__PROBLEM REQUIREMENTS__: Copy out all the items below, substituting "center point" for each occurrence of "innermost point". Keep everything else as it is.

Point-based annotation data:
- - -

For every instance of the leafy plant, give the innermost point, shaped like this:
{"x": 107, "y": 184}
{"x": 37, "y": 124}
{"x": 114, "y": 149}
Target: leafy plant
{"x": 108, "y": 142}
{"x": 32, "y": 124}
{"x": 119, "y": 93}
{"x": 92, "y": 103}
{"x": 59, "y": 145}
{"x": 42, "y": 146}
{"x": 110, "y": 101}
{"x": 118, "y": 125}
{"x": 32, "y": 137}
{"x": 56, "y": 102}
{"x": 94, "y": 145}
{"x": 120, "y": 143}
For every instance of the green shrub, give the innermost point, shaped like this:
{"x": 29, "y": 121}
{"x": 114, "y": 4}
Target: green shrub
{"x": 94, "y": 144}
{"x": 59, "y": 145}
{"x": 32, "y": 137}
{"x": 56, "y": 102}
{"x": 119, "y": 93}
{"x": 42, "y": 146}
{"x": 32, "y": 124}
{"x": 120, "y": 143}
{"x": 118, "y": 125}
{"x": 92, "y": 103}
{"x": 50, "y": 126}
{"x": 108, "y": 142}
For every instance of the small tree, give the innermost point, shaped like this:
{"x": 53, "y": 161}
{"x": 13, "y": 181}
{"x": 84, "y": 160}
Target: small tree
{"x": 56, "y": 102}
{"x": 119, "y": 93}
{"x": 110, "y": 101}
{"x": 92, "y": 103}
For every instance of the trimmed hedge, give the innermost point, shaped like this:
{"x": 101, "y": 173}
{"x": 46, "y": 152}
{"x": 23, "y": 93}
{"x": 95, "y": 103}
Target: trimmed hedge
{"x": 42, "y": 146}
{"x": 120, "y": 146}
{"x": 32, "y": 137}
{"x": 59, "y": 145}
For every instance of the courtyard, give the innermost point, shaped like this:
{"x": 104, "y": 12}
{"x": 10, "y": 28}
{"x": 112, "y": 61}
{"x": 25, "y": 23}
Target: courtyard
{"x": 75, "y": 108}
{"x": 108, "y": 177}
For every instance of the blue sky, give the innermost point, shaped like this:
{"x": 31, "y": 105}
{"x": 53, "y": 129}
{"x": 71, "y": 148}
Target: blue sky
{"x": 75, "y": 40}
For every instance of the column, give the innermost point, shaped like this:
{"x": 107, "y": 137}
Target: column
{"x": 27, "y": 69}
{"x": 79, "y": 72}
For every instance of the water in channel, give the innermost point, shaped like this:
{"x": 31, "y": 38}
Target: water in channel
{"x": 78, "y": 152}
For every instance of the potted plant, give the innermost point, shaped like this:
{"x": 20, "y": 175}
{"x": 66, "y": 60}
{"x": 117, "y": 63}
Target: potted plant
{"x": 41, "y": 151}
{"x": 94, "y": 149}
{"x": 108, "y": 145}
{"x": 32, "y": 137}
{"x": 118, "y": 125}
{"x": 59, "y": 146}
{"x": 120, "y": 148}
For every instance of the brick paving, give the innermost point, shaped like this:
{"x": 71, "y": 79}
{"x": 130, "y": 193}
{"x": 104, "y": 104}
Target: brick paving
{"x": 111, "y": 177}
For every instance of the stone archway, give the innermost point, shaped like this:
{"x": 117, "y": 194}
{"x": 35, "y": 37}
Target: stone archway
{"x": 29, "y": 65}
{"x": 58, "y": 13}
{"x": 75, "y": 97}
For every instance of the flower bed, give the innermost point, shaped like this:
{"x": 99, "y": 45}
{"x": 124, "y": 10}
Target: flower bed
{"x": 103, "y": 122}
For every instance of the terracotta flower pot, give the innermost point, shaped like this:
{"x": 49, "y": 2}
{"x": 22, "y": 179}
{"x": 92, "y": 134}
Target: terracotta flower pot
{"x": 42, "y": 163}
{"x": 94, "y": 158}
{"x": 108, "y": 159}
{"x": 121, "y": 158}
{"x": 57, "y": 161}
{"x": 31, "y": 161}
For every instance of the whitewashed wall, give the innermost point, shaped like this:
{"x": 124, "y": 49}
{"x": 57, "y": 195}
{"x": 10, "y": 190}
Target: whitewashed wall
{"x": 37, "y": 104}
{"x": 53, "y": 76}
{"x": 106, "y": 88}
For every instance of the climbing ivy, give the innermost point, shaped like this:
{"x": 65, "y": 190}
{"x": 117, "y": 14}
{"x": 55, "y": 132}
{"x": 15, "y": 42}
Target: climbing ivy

- - -

__RESULT OF THE TASK__:
For every instance of the leafy plant, give the center point, shaped like this:
{"x": 107, "y": 184}
{"x": 37, "y": 124}
{"x": 114, "y": 149}
Target: leafy plant
{"x": 108, "y": 142}
{"x": 32, "y": 124}
{"x": 119, "y": 93}
{"x": 92, "y": 103}
{"x": 59, "y": 145}
{"x": 42, "y": 146}
{"x": 110, "y": 101}
{"x": 118, "y": 125}
{"x": 32, "y": 137}
{"x": 56, "y": 102}
{"x": 94, "y": 145}
{"x": 120, "y": 143}
For every instance of the green shrub, give the center point, shaped like this:
{"x": 29, "y": 121}
{"x": 114, "y": 4}
Target: green shrub
{"x": 94, "y": 144}
{"x": 59, "y": 145}
{"x": 32, "y": 137}
{"x": 56, "y": 102}
{"x": 119, "y": 93}
{"x": 42, "y": 146}
{"x": 32, "y": 124}
{"x": 120, "y": 143}
{"x": 118, "y": 125}
{"x": 92, "y": 103}
{"x": 50, "y": 126}
{"x": 108, "y": 142}
For every instance of the small tree, give the center point, shaped like this:
{"x": 53, "y": 161}
{"x": 13, "y": 181}
{"x": 84, "y": 160}
Target: small tree
{"x": 56, "y": 102}
{"x": 119, "y": 93}
{"x": 110, "y": 101}
{"x": 92, "y": 103}
For every instance of the trimmed hedge, give the center point, shaped like this:
{"x": 101, "y": 173}
{"x": 46, "y": 152}
{"x": 23, "y": 93}
{"x": 95, "y": 103}
Target: trimmed hedge
{"x": 42, "y": 146}
{"x": 120, "y": 146}
{"x": 32, "y": 137}
{"x": 59, "y": 145}
For every instance of the courtyard, give the center point, shaped like this:
{"x": 104, "y": 12}
{"x": 10, "y": 28}
{"x": 112, "y": 61}
{"x": 25, "y": 23}
Target: courtyard
{"x": 75, "y": 108}
{"x": 108, "y": 177}
For every instance of the blue sky, give the center point, shaped like this:
{"x": 31, "y": 105}
{"x": 53, "y": 129}
{"x": 71, "y": 148}
Target: blue sky
{"x": 75, "y": 40}
For every instance of the column, give the center point, shaped like this:
{"x": 107, "y": 137}
Target: column
{"x": 27, "y": 69}
{"x": 79, "y": 72}
For every instance of the water in channel, give the center point, shaped like this:
{"x": 31, "y": 38}
Target: water in channel
{"x": 78, "y": 152}
For every instance of the potted plant, give the center point, shaped like this:
{"x": 20, "y": 175}
{"x": 66, "y": 60}
{"x": 117, "y": 63}
Target: potted plant
{"x": 41, "y": 151}
{"x": 94, "y": 149}
{"x": 108, "y": 145}
{"x": 32, "y": 137}
{"x": 118, "y": 125}
{"x": 59, "y": 146}
{"x": 120, "y": 148}
For every instance of the brick paving, give the center point, shaped like this:
{"x": 71, "y": 79}
{"x": 130, "y": 193}
{"x": 104, "y": 104}
Target: brick paving
{"x": 111, "y": 177}
For every instance of the stone archway, give the center point, shaped like this:
{"x": 117, "y": 194}
{"x": 35, "y": 37}
Target: stone archway
{"x": 29, "y": 65}
{"x": 58, "y": 13}
{"x": 75, "y": 97}
For every instance of the flower bed, give the center point, shaped like this:
{"x": 99, "y": 45}
{"x": 124, "y": 10}
Target: flower bed
{"x": 103, "y": 122}
For every instance of the terracotta flower pot, give the center point, shaped like this:
{"x": 49, "y": 2}
{"x": 22, "y": 179}
{"x": 92, "y": 134}
Target: terracotta flower pot
{"x": 42, "y": 163}
{"x": 94, "y": 158}
{"x": 108, "y": 159}
{"x": 121, "y": 158}
{"x": 57, "y": 161}
{"x": 31, "y": 161}
For every instance of the whitewashed wall, give the center point, shaped like this:
{"x": 124, "y": 49}
{"x": 57, "y": 195}
{"x": 10, "y": 190}
Target: whitewashed wall
{"x": 37, "y": 104}
{"x": 53, "y": 76}
{"x": 106, "y": 88}
For every instance of the climbing ivy, give the center point, shaped like this:
{"x": 65, "y": 190}
{"x": 117, "y": 14}
{"x": 55, "y": 132}
{"x": 15, "y": 42}
Target: climbing ivy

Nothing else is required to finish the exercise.